Stated exercise - Reproduce only the lines from the one containing "In this exercise you will indicate the sky" down through the one containing "point(233, 28)", request lines included. Shift every x and y coordinate in the answers by adding 122.

#### Exercise materials

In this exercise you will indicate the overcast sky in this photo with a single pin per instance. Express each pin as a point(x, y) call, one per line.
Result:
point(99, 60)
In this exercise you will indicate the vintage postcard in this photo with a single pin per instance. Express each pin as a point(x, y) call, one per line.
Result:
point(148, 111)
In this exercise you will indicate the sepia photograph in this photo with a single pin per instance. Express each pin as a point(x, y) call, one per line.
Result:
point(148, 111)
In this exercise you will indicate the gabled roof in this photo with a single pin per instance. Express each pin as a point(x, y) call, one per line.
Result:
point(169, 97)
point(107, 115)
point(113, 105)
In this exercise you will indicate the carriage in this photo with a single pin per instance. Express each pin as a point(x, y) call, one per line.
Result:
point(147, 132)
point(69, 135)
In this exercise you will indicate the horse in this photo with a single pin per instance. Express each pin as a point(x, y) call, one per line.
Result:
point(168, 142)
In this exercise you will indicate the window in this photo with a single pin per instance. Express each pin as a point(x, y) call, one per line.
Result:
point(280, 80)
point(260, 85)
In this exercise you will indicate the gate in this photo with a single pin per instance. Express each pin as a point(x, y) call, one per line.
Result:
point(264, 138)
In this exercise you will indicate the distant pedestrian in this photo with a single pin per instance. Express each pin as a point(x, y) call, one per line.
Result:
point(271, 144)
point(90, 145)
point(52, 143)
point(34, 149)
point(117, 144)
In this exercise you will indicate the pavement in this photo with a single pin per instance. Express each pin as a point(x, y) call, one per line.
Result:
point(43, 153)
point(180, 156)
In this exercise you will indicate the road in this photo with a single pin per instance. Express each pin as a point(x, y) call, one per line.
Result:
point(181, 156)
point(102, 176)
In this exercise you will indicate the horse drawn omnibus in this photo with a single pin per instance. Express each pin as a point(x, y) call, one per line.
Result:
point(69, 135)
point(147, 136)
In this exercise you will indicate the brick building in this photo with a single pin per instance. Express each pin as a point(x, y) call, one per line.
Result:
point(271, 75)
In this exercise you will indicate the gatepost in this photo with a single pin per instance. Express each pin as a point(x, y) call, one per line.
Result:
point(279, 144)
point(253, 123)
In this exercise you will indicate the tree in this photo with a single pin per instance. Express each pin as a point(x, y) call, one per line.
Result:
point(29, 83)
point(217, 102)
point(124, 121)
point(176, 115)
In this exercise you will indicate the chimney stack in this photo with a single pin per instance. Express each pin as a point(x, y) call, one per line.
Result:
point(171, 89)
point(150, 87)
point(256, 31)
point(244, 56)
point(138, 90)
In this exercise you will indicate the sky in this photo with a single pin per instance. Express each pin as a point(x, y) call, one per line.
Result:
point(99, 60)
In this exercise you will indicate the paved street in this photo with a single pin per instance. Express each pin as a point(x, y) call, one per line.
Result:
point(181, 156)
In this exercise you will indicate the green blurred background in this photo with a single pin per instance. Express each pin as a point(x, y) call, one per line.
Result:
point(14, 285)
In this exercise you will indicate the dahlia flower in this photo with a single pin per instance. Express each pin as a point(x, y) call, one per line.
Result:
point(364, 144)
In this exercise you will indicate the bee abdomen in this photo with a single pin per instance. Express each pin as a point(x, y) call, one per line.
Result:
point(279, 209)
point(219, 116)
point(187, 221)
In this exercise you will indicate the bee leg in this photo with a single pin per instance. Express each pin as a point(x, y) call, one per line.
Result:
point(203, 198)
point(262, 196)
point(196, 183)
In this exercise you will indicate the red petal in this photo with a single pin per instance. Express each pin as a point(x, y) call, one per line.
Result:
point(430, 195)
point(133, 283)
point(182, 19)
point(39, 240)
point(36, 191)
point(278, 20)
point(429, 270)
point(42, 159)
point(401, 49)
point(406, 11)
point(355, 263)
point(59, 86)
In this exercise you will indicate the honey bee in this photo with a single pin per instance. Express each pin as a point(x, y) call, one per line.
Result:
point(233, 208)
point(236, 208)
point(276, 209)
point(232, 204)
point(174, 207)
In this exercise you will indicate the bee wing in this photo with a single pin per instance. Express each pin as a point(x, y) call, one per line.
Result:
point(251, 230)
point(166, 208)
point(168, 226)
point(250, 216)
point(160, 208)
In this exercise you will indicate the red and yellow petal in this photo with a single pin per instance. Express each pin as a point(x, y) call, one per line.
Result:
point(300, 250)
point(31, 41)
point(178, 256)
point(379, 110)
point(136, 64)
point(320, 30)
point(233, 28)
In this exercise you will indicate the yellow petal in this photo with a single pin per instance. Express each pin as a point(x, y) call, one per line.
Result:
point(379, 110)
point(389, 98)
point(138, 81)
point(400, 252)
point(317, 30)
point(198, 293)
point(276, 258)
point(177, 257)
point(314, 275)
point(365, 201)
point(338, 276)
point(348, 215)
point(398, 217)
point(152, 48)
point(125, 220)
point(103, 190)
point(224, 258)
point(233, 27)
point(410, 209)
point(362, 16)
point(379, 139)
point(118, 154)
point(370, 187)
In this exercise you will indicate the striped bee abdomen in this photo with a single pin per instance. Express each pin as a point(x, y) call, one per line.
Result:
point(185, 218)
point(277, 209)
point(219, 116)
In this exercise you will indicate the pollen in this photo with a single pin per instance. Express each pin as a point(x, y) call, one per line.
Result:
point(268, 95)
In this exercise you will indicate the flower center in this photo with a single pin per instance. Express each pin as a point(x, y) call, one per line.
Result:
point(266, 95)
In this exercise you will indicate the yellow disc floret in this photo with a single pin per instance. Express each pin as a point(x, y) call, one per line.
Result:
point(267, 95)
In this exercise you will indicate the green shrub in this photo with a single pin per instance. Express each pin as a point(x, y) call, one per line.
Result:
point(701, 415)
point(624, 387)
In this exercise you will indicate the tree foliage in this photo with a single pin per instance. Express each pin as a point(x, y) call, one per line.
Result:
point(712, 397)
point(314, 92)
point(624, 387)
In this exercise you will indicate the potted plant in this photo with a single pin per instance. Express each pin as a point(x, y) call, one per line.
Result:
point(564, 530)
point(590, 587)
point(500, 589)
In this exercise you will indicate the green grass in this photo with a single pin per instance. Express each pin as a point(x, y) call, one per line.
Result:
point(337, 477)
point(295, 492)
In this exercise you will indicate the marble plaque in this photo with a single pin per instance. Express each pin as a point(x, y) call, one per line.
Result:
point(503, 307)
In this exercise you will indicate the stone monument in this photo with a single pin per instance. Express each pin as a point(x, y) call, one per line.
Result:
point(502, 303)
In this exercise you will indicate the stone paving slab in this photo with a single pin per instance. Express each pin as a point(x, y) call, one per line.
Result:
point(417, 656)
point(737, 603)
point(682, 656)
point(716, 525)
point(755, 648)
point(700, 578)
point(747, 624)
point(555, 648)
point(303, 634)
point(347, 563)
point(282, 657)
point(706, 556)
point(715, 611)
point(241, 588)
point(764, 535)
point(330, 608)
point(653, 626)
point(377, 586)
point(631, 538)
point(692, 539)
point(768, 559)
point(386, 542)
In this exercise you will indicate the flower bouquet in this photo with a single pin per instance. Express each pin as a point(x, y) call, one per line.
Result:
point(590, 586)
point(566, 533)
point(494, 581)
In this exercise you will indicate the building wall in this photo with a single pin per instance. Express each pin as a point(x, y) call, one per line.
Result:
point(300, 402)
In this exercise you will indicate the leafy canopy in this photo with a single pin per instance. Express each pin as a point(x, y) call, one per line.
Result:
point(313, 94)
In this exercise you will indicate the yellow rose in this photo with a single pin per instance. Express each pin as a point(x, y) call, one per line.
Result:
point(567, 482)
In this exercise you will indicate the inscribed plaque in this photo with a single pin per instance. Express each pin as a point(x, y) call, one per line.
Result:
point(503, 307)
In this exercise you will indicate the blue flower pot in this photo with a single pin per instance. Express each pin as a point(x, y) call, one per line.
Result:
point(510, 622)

########

Response -
In this exercise you will indicate the sky in this photo with a single pin per instance. Express each pin as a point(x, y) call, one per line.
Result:
point(221, 182)
In this exercise you will indicate the paved street in this photo with a single pin per instance. Express each pin as a point(x, y) call, one per line.
Result:
point(303, 278)
In this exercise you will indicate the green blurred background in this photo with a single pin per instance. Express each pin as a point(x, y) call, one per line.
Result:
point(136, 407)
In this exercise you will indicate the dahlia flower in this photo with a single pin per instance. Express each pin as a point(x, y) call, one per line.
Result:
point(486, 266)
In this exercise you will indicate the bee abdomen in this photo with a single pin per instance. Express each pin as a point(x, y) call, one per line.
Result:
point(401, 331)
point(341, 238)
point(309, 343)
In this exercise you will indicate the bee leg in this photo with a single pin per instance. Express each pin as a point(x, y) call, one per line.
Result:
point(325, 320)
point(384, 318)
point(318, 305)
In this exercise you will indicate the red petal in this photo with a single pin per instance. Express each pin as a point(x, y) call, one per line.
Result:
point(552, 317)
point(255, 405)
point(304, 141)
point(161, 362)
point(158, 313)
point(400, 142)
point(551, 392)
point(164, 281)
point(523, 171)
point(528, 133)
point(477, 385)
point(181, 208)
In this exercise you will indicate the honey bee in this photo with a single pin per instance. Express each pin as a point(x, y) call, one per line.
Result:
point(355, 330)
point(358, 330)
point(398, 331)
point(354, 326)
point(296, 329)
In this exercise you will indicate the bee wing in this photo with a single pin per instance. Express each pin as a point(x, y) call, one per line.
Result:
point(373, 352)
point(288, 330)
point(290, 348)
point(372, 338)
point(282, 330)
In this exercise you will indicate the red and yellow petal in this photo with a single pin per instance. Express each pin as a point(x, y) call, one per line.
Result:
point(422, 372)
point(153, 163)
point(300, 378)
point(501, 232)
point(258, 186)
point(442, 152)
point(355, 150)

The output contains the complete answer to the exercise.